--- Texto fornecido ---
Acerca dos estilos de Karate ou Ryu
Existem várias opiniões acerca dos Ryu, ou estilos de Karate,
em Ryukyu, mas são apenas suposições desprovidas de qualquer investigação ou
evidência. A respeito deste assunto sentimo-nos verdadeiramente como se estivéssemos
a tactear no escuro.
De acordo com uma opinião popular entre elas, poderíamos
dividir o Karate em dois estilos; Shorin-Ryu e Shorei-Ryu. Insistindo-se que o
primeiro é apropriado para pessoas fortes e o segundo para indivíduos menos
fortes. Contudo, estas opiniões já provaram ser falsas devido a diversos
estudos. Entretanto existe apenas uma opinião em que podemos acreditar. É a
seguinte: em 1874 (dinastia Quing ou Ching na China) os nossos antepassados
herdaram um estilo de kungfu da província de Fujian na China que trouxeram para
Okinawa em 1889, continuaram os seus estudos aperfeiçoando-o e formaram o
Goju-Ryu Karate.
--- Dados fornecidos ---
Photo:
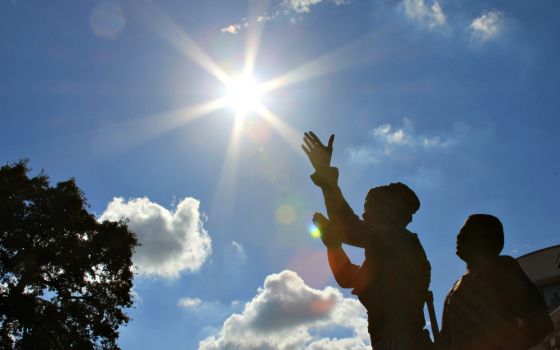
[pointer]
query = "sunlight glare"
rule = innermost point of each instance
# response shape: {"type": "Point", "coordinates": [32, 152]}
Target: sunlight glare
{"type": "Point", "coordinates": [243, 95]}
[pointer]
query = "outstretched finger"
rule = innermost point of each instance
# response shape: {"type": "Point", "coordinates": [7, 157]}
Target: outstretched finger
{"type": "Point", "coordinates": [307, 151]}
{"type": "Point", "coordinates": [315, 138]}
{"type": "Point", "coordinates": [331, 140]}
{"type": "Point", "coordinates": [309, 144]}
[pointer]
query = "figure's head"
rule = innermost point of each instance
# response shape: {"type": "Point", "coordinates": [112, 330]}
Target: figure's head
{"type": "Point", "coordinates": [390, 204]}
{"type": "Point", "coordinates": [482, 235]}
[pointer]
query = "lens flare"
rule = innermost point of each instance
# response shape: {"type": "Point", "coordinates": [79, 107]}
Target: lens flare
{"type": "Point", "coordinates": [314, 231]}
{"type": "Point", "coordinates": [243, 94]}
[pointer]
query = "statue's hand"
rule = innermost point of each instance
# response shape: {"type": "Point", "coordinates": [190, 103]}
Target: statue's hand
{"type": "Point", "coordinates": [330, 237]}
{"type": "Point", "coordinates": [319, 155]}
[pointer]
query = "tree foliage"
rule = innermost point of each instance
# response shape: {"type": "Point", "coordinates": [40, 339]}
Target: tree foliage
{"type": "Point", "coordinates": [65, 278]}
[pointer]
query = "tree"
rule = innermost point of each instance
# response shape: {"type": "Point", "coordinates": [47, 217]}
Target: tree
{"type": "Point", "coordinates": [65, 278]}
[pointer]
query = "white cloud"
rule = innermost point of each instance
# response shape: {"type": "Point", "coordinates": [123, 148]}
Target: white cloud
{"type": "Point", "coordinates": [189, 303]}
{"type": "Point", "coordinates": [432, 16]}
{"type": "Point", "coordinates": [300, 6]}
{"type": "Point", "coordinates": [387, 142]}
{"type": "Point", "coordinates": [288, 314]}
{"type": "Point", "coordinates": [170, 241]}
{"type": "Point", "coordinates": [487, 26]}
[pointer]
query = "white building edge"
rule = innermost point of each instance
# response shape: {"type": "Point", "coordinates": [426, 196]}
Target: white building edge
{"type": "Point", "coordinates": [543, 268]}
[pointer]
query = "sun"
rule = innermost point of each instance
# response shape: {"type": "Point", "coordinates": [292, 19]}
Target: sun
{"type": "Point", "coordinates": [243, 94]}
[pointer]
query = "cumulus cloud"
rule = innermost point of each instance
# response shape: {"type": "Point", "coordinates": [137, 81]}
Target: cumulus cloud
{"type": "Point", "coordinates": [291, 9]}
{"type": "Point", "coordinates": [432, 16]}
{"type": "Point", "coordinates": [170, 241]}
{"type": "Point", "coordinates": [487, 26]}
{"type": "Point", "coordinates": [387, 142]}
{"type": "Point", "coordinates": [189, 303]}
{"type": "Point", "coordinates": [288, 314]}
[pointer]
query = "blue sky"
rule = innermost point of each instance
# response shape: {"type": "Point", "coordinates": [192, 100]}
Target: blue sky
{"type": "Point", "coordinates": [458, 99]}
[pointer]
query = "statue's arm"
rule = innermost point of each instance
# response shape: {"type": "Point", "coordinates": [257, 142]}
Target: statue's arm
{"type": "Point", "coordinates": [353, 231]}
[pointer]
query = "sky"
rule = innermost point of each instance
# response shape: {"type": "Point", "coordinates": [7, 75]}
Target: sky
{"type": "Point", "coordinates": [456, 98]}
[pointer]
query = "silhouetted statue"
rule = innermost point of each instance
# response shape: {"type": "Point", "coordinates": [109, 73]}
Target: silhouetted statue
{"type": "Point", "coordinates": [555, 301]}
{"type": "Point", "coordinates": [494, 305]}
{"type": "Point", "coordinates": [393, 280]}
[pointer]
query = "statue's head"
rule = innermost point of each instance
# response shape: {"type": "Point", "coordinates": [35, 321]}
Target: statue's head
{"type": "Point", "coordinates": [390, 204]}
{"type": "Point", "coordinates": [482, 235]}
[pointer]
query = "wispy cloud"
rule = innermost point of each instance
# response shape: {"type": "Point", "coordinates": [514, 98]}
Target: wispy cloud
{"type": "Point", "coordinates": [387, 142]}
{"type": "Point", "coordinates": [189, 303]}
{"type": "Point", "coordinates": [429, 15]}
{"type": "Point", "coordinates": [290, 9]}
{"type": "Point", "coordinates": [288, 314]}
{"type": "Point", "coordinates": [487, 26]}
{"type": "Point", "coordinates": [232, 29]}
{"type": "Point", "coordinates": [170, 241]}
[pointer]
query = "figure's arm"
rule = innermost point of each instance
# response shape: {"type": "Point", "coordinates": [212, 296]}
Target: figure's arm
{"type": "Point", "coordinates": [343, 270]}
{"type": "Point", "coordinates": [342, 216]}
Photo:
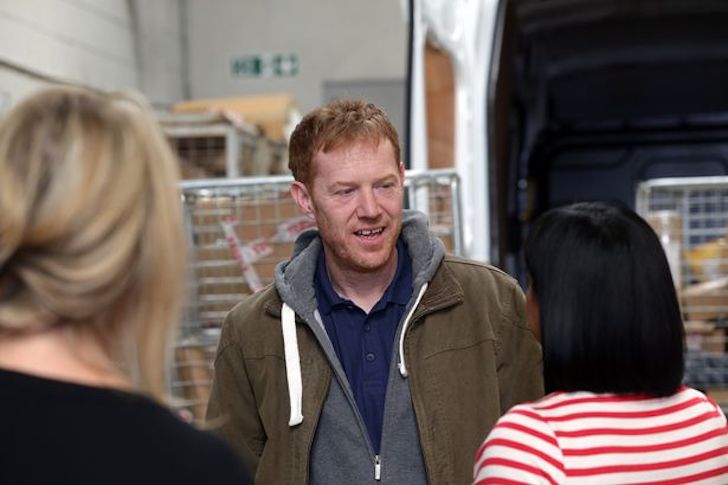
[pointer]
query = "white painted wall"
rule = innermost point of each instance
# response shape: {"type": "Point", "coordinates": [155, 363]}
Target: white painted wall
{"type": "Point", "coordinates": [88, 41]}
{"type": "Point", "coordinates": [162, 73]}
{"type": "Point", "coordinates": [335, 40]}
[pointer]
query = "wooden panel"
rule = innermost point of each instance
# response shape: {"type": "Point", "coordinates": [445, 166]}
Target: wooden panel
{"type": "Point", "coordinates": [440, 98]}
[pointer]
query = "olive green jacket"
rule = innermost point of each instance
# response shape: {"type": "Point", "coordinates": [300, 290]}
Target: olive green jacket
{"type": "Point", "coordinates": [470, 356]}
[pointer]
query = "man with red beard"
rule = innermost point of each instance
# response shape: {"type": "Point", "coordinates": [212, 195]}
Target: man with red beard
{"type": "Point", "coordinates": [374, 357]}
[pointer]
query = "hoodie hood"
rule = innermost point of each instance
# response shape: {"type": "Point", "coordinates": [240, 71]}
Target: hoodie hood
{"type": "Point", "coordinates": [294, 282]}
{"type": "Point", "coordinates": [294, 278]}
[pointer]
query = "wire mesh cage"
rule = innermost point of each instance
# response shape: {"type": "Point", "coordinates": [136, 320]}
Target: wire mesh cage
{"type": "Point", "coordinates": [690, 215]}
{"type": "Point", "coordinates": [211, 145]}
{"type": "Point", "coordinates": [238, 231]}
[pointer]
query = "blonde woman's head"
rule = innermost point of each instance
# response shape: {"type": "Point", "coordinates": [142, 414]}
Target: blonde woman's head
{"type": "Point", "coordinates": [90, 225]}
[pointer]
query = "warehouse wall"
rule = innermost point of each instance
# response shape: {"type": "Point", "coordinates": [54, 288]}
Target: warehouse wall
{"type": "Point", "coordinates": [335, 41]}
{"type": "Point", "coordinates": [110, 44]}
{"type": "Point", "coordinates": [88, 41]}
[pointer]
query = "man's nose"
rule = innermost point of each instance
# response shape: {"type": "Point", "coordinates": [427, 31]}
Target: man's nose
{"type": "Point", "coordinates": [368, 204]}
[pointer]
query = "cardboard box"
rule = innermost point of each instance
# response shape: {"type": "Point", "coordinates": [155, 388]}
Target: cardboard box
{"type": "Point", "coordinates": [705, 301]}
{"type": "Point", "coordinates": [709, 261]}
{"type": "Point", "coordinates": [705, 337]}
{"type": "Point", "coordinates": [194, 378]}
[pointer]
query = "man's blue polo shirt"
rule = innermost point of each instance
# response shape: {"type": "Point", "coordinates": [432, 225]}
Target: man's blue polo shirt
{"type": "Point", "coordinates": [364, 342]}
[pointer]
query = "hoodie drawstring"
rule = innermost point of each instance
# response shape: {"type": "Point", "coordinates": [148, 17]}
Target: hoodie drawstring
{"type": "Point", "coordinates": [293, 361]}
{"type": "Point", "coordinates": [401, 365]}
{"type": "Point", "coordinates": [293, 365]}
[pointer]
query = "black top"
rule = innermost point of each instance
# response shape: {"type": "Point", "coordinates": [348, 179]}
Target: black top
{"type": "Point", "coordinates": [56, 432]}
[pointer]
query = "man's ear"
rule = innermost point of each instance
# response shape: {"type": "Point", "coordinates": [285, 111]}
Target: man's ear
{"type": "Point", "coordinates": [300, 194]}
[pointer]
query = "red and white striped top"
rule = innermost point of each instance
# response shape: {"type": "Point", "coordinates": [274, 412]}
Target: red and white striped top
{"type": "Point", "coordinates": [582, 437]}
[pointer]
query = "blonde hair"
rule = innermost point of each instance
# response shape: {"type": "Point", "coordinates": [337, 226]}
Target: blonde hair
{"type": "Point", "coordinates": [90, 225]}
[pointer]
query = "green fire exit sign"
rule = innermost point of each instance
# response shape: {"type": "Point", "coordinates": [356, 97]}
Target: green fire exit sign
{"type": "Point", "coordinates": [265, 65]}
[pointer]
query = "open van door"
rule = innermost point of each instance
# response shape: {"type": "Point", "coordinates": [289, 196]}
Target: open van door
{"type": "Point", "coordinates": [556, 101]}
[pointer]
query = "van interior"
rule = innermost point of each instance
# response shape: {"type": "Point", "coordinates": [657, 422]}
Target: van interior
---
Instruções e requisitos:
Por favor, prossiga o texto sobre os estilos de Karate a partir da sua última frase.

Resposta escrita:
7 As características fundamentais do Karate
Alguns pontos importantes do Karate.
(1) Não é necessário um espaço
demasiado amplo para a prática do Karate.
(2) O Karate pode ser praticado
sozinho, ou em conjunto com um grupo de praticantes.
(3) Não é necessária a prática
de muitas horas.
(4) Pode-se escolher a Kata
adequada à própria força física e praticá-la independentemente da idade e do
sexo.
(5) Sem grande dispêndio de
dinheiro, pode-se praticar Karate com equipamento simples (tal como Makiwara)
ou sem ele.
(6) O Karate é extremamente
eficaz como meio de cultivar a saúde. Existem muitos karatekas saudáveis e de
grande longevidade.
(7) Resultante do treino do
espírito e da mente, pode-se cultivar o carácter e adquirir um espírito
indómito.
8.
O futuro do Karate-do
Os dias em que o Karate-jutsu (arte do Karate) era
ensinado de um modo secreto haviam acabado, e chegavam os tempos da nova era em
que a prática e o estudo do Karate-do (a via do Karate) se tornavam públicas e
oficiais. Assim, o futuro do Karate afigura-se brilhante.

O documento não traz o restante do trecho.